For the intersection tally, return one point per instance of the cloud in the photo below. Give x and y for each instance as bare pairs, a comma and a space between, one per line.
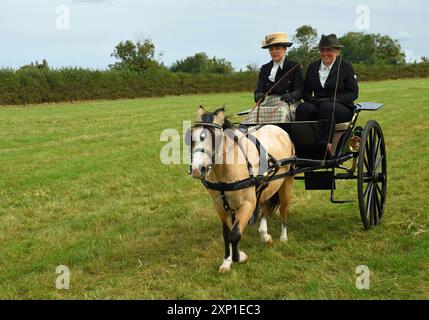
92, 1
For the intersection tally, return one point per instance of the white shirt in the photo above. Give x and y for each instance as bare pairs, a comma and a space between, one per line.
324, 72
276, 67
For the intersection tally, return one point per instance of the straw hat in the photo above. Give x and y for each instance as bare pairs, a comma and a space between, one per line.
278, 38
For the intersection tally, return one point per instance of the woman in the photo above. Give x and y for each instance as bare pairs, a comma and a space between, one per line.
280, 82
320, 86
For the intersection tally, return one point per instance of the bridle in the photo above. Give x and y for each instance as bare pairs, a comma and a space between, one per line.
211, 127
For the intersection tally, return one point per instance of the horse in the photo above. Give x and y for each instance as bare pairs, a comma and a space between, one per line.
222, 154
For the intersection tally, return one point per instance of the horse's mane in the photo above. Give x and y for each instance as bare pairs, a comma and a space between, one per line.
208, 117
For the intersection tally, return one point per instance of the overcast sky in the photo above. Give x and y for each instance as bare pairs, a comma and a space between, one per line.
230, 29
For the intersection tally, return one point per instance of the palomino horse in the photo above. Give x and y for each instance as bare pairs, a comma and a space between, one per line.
222, 158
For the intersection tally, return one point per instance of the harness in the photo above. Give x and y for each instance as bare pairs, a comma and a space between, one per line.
268, 167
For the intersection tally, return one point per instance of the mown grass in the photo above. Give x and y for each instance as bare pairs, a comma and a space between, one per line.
82, 185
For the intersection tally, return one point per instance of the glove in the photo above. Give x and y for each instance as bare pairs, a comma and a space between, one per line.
321, 100
318, 101
258, 96
288, 98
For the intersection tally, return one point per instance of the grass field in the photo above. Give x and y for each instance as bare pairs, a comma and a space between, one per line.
82, 185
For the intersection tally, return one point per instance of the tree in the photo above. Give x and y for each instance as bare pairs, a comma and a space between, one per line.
388, 51
201, 63
137, 56
358, 48
424, 60
371, 48
304, 51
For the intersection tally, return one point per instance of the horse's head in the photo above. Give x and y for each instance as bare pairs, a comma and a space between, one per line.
205, 138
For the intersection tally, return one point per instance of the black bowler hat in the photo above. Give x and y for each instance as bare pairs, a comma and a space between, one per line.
329, 41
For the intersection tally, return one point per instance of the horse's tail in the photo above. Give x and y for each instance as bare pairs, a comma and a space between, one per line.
273, 203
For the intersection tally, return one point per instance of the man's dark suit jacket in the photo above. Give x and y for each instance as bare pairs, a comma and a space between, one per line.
292, 83
347, 91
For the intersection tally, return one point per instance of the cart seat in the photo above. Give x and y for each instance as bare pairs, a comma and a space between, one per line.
340, 129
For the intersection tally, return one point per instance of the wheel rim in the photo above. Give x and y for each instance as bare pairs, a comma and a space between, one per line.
372, 175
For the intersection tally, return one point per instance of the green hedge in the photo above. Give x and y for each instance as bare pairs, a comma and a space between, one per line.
32, 85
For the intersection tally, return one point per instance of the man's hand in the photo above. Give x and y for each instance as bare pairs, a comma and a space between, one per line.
259, 96
288, 98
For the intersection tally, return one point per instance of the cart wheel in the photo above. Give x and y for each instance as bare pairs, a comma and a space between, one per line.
372, 175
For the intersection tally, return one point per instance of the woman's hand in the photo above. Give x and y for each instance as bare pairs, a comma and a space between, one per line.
259, 96
288, 98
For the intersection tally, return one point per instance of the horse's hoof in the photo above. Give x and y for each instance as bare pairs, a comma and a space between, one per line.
243, 257
269, 240
226, 265
223, 269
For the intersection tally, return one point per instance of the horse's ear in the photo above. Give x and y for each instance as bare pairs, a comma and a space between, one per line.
200, 112
220, 116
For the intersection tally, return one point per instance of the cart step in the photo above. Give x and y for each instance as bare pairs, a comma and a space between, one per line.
319, 180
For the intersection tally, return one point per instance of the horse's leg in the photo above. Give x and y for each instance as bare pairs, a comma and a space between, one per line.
226, 226
263, 226
242, 218
285, 193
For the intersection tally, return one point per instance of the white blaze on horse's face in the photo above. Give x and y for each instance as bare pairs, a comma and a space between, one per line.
202, 150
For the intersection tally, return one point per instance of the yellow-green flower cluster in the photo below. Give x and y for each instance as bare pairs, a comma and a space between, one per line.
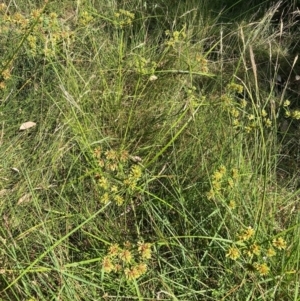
----
* Task brief: The entries are to be written out in full and exactly, apart from the pictures.

* Completed task:
For the intersection tally, return one point per instance of the cloud in the photo below. Give x and y for each instance as bare pairs, a comma and a space between, one per line.
92, 1
For the intersection tally, return one point per instance of the white shirt in the photo above. Give x and y for each instance as bare pairs, a comma and a space between, one per line.
324, 72
276, 67
For the intersection tally, return one point per instance of the straw hat in the photo above. Give x and y for each instance as bare pairs, a comma and a space between, one per line.
278, 38
For the intersection tally, return one point per instance of the woman in the photo above. Give x and y for each instance as bare pairs, a comma and a space between, one per line.
280, 82
320, 86
For the intersection tally, return one point per instance of the bridle in the photo above. Give x and y for each instance as bare pairs, a comma and a space between, one per line.
211, 127
For the intersection tally, return one point per instance of the horse in the photo above. Give x and y for each instance as bare pairs, a comma and a space between, one per line.
222, 154
For the intersection tally, return one point per instance of the horse's mane in the photo above. Give x and y for each instance as bare pairs, a comma and a space between, one per line.
208, 117
For the intersection tally, return one point per instance of the overcast sky in the photo above. Give x and y for each instance as bare pairs, a comma and a space between, one per line.
230, 29
For the intersection tally, return one point per instance of the palomino horse in the photo above. Give x and y for each instance as bare pairs, a comma and a space between, one per line.
222, 158
For the intersection tally, return one point per instance of the harness in the photo above. Give x and y for each instance as bare pairs, a comma and a space between, one per line.
268, 167
For the intersection tally, return one point per instance of the mown grass in the photo above. Give x and y for each instance as bare pairs, a comma and a space between, one per line.
82, 185
For the intersection tally, return one point per instance of the glove in the photo above. Give x and y for each instance as bare pairs, a comma and a space between, one per line.
321, 100
318, 101
258, 96
288, 98
For the intersection tally, return one point per instance of the grass field in the photo above. Give x and y for each instance as bare pairs, a comma and a space between, one per line.
82, 185
For the intersection tally, return one point per instance of the tree in the photo above. Give x and y for each instance as bare pairs, a comma and a space between, one per line.
388, 51
201, 63
137, 56
358, 48
424, 60
371, 48
304, 51
For the intersection tally, return one point per instance of the horse's head in the photo above. Give x and y for each instance as bare pairs, a comma and a space between, one per line.
205, 138
For the intersection tally, return one point per instance of the black bowler hat in the photo above. Give x and y for each instance as bare pairs, a comma and a space between, one per line.
329, 41
For the intersection tally, return one point per instance of the horse's tail in the photo above. Give x and y for each instance as bare pairs, a comma and a space between, one per line.
273, 203
For the intersection tally, return one point per instance of the man's dark suit jacket in the photo above. Give x and y for each instance as bare pairs, a comma and a space between, one per line.
292, 83
347, 91
For the intersection tally, return one point per instance of the cart seat in the photo above. Give x and y for each instance as bare pairs, a comma and a space between, one per line.
340, 129
For the intersection tally, return one point per instance of the wheel rim in the photo above. Give x and y for each instance as bare pairs, a comma and a space between, one per line.
372, 175
For the intersection tally, return one point per instance of the green hedge in the photo above. Give x and y for each instance as bare pairs, a comma and a space between, one per line.
32, 85
For the intersection tally, return one point per instance of the man's hand in the photo above. Give x and y for each instance as bare pairs, a comma and a space between, one per line.
259, 96
288, 98
For the intersection tally, return one point per instance of the cart wheel in the photo above. Give x and y for each instance as bare pairs, a comma and a space between, one per line.
372, 175
For the intersection tally, return one point per instance of the woman's hand in the photo above. Give x and y for each instance as bare pairs, a comma and a space between, one per line.
259, 96
288, 98
For the intersection tally, return one point per instance of the horse's hoof in the photo above. Give x and y for each instance as bare pairs, a comma and a space between, one per line.
243, 257
269, 240
226, 265
223, 269
For the intersection tally, return one point per instance of the horse's ear in the photo above. Give x and y for each instance as bare pairs, a comma and a space between, one per line.
200, 112
220, 116
For the intersection tally, return one point per instance of the cart step in the photo above. Give x and y for each instance as bare pairs, a comma and a space between, one per line.
319, 180
For the intersection tally, return one point per instance of the horse's leg in the photo above. Give x and y for each instance as bare pairs, a comma and a space between, one per line.
226, 226
263, 226
242, 218
285, 193
For the intersection tally, return one point per instance of the white blaze on horse's face in the photo above. Give x and y for each instance as bare pairs, a comma and a space between, one per line.
202, 150
For the intersection tally, return one point per instance of the yellow-green flower cluster in the photo below. Give x and y for each instance as bare pairs, a comma and a space between, one per line.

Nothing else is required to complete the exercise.